── Records provided ──

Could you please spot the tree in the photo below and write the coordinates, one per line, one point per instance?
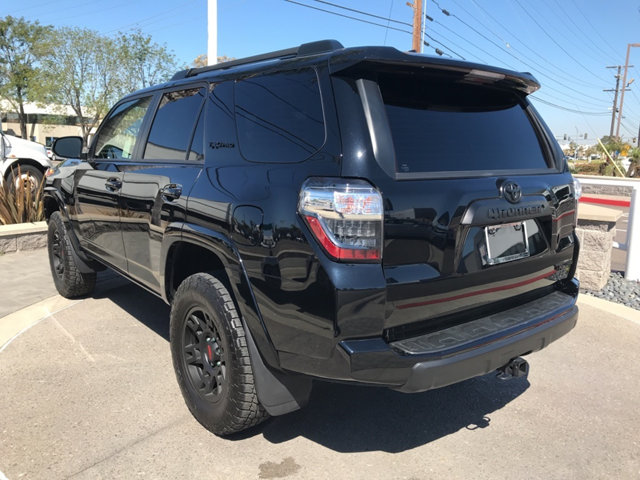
(22, 45)
(82, 71)
(142, 62)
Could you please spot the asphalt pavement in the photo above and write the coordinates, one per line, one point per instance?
(88, 391)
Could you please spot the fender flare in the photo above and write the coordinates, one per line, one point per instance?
(278, 392)
(83, 263)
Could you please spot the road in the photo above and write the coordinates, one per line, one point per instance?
(89, 392)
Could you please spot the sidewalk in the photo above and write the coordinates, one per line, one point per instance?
(89, 392)
(25, 278)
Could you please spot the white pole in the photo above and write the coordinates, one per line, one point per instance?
(632, 272)
(212, 29)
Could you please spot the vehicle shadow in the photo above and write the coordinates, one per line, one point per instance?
(348, 418)
(145, 307)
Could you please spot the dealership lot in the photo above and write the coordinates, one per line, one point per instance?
(89, 392)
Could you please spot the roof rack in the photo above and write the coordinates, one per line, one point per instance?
(305, 49)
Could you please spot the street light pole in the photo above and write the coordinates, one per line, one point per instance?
(416, 45)
(624, 85)
(212, 31)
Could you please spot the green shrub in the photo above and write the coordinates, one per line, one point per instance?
(19, 203)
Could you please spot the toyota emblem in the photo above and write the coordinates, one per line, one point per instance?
(511, 191)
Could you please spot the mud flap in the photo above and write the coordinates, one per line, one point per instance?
(278, 393)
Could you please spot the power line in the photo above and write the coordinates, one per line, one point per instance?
(447, 13)
(387, 29)
(594, 29)
(551, 104)
(362, 20)
(364, 13)
(348, 16)
(589, 39)
(554, 41)
(554, 70)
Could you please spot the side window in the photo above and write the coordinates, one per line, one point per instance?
(196, 152)
(119, 131)
(279, 116)
(173, 125)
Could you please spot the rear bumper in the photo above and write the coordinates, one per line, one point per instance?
(475, 348)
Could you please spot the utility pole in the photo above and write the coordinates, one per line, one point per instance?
(416, 44)
(615, 100)
(212, 30)
(624, 85)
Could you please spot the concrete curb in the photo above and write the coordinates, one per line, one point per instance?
(23, 236)
(610, 307)
(16, 323)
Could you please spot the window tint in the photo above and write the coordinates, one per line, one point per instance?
(196, 153)
(173, 125)
(118, 134)
(443, 126)
(279, 117)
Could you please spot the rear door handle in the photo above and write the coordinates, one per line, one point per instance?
(171, 192)
(113, 184)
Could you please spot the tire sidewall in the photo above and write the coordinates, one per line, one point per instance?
(209, 413)
(56, 225)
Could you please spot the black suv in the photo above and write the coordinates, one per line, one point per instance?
(350, 214)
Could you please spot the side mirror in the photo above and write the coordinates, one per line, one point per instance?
(68, 147)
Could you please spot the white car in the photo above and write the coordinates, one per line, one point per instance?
(30, 158)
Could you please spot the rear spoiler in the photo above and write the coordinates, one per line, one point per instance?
(363, 61)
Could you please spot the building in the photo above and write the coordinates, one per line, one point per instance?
(44, 123)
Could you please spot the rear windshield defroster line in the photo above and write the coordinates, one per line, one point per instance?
(440, 126)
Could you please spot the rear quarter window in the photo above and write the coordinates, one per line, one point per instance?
(442, 126)
(279, 116)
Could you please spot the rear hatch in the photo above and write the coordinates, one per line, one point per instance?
(479, 208)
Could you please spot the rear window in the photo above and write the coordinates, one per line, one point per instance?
(440, 126)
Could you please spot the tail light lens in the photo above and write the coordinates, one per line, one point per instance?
(345, 217)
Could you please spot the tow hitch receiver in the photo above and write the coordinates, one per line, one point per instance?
(518, 367)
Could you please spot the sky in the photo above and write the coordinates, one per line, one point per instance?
(566, 44)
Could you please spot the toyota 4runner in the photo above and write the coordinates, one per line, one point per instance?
(358, 215)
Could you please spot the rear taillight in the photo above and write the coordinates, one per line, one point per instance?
(345, 217)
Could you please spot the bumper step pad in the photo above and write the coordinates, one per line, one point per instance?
(486, 329)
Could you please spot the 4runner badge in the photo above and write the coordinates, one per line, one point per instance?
(511, 191)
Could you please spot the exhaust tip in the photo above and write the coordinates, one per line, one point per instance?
(517, 367)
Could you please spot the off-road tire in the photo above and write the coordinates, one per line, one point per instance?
(203, 304)
(69, 281)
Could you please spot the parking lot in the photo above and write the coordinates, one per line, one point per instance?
(88, 392)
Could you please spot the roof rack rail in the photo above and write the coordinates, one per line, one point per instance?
(311, 48)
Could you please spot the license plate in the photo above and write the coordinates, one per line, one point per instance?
(505, 243)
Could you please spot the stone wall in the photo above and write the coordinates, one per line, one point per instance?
(606, 190)
(24, 236)
(594, 262)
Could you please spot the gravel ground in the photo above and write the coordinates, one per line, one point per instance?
(620, 291)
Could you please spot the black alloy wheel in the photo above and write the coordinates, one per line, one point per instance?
(57, 254)
(204, 355)
(211, 358)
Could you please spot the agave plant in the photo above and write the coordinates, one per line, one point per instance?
(20, 203)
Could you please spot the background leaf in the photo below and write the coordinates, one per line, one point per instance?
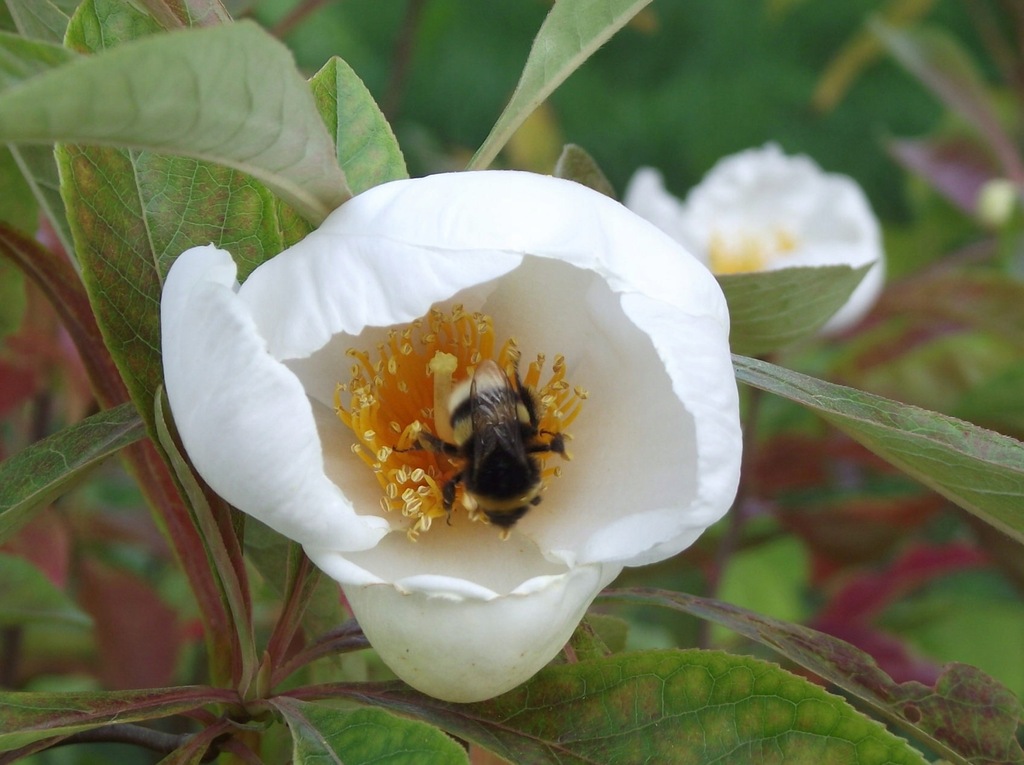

───

Your objective ->
Word for word, restate all of the material, omitting the images.

Task response ->
Could you please spot the tree in the photo below and write the coordinates, one per line, one point per instance?
(22, 45)
(82, 71)
(142, 62)
Could you please spot the asphalt pavement in the photo above and write the coordinates, one per line, one point per instance?
(88, 391)
Could you please spot the fender flare in the photo above and write the coordinates, one per line, one point per instance?
(278, 392)
(83, 263)
Could you please spot the road in the photo above and write the coordinates, one per line, one point per instance?
(89, 392)
Could you please spot the sidewalk in the photo above and write the coordinates, one per line, one point per instance?
(89, 392)
(25, 278)
Could you please spot the white pole in the photo above and write the coordinates, one per line, one point per instance?
(632, 272)
(212, 29)
Could you please spot the vehicle shadow in the photo above and write the coordinates, one per line, one point per instance?
(348, 418)
(145, 307)
Could you please spot the dealership lot in the photo above and write the coordinates, one per line, one point per instance?
(89, 392)
Could you please spot the roof rack in the photo above and write the coordinates, one per line, one point per instance?
(305, 49)
Could you please spot the street light pole in the photo above and write the coordinates, one per line, one point per instance?
(416, 45)
(624, 85)
(212, 31)
Could you please spot the green shrub in the photo above and write the coordinates, one per line, one point per instance?
(19, 203)
Could you please spot the toyota emblem in the photo above and write the coordinates, one per line, one point per instance?
(511, 191)
Could you please spot the mud flap in the photo above and write the coordinates, one per line, one point per instance?
(278, 393)
Could you please spot the power line in the photo above and write the coordinates, one per line, one point per instance?
(447, 13)
(387, 29)
(594, 29)
(551, 104)
(362, 20)
(364, 13)
(348, 16)
(589, 39)
(554, 41)
(554, 70)
Could you please spot the side window in the photo above and write the coordinates, one per line, one point per instance?
(196, 152)
(119, 131)
(279, 116)
(173, 125)
Could you please spot the rear bumper in the photo above and write the coordinates, one per line, one point per instance?
(475, 348)
Could you please spot the utility pole in the photo above and write the coordinates, one per line, one point per instance?
(416, 44)
(615, 100)
(212, 30)
(624, 85)
Could you please spot the concrete curb in the photo above and write the coordinates, one per line, one point per instance?
(23, 236)
(610, 307)
(16, 323)
Could you please spot the window tint in the photo above and write the coordinates, one per line, one point per instance?
(196, 153)
(173, 125)
(118, 134)
(443, 126)
(279, 117)
Could you please spot the rear door handle in the photo above and write the coordinates, one per line, one point per instance?
(171, 192)
(113, 184)
Could you please spot the tire sidewall in the photo above and write the coordinates, one per line, one point per instance?
(209, 413)
(56, 225)
Could you please spot the black suv in the photo above and write the coordinates, one per line, one point per instance?
(350, 214)
Could you please spot the side mirror in the photo above and write the coordinates, one per line, one point per instance?
(68, 147)
Could you please spot the white car in the photo above and write the coordinates, one per line, one point per instance?
(30, 158)
Could you please spot the rear spoiler in the photo above and write the coordinates, one per line, one point per instance?
(363, 61)
Could you please spot the building in the photo above and write the coordinates, one per line, one point per instance?
(44, 123)
Could you please spot the rear windshield defroster line in the photo above and write the coordinates, one per line, one point per instance?
(440, 126)
Could you please spot the rear quarter window in the photo above and write the coordinates, one per line, one point per instance?
(442, 126)
(279, 116)
Could you please spot the rear hatch in the photo above and write the coordinates, one per line, one point per instance?
(479, 208)
Could you please spot the rear window in the photo above and write the coordinates, one per line, one point per instance?
(440, 126)
Could you please spot the tail light lens in the photo above and write the coordinates, one per line, one point per instance?
(345, 217)
Could you please spot the tow hitch receiver in the photo above and write the coordinates, one per line, one point per instance?
(518, 367)
Could you please spot the sky in the photo above and write the coordinates, one per line, one point per instance?
(566, 44)
Could you please spot the toyota 4runner in the photo above and write the coordinates, one per line, one point per instance?
(358, 215)
Could you please spot the rear taillight in the photo above and write the coordinates, one per line, one point per instance?
(345, 217)
Could you please spot the bumper step pad in the photo above and write the coordinates, one per line, one point per instance?
(486, 329)
Could you please spot the 4runner badge in the photo above and write the coordinates, one per line, one point per instance?
(511, 191)
Could you please spot the exhaust tip in the photo above and write the coordinates, one per line, one point per instance?
(517, 367)
Could you please spot the off-road tire in the photo above and write the coordinates, one per line, one point per instance?
(203, 304)
(69, 281)
Could you please spot the parking lot in the photo above and write the coordinates, one per line, one point per instance?
(88, 392)
Could you please spot the roof rack rail in the photo above and write the coordinates, one per line, one point per instance?
(311, 48)
Could you please spot the license plate in the photo above and write the coordinates, one per line, one point per instance?
(505, 243)
Could you please spot the stone wall in the photo above and write the coordinates, one per line, one point per instance?
(606, 190)
(24, 236)
(594, 262)
Could you please spot the gravel ground in the photo above and write the coordinates, one per line, one point per instance?
(620, 291)
Could you please spot the black alloy wheel in the photo above and write the coordinates, one per line, one point per instance?
(57, 254)
(204, 355)
(211, 358)
Could you please spot the agave plant in the photo above and write the coordinates, one per line, one point per instance?
(20, 203)
Could you please spot the background leaf in the photo below and write the coordinates, one per line, one point per instance?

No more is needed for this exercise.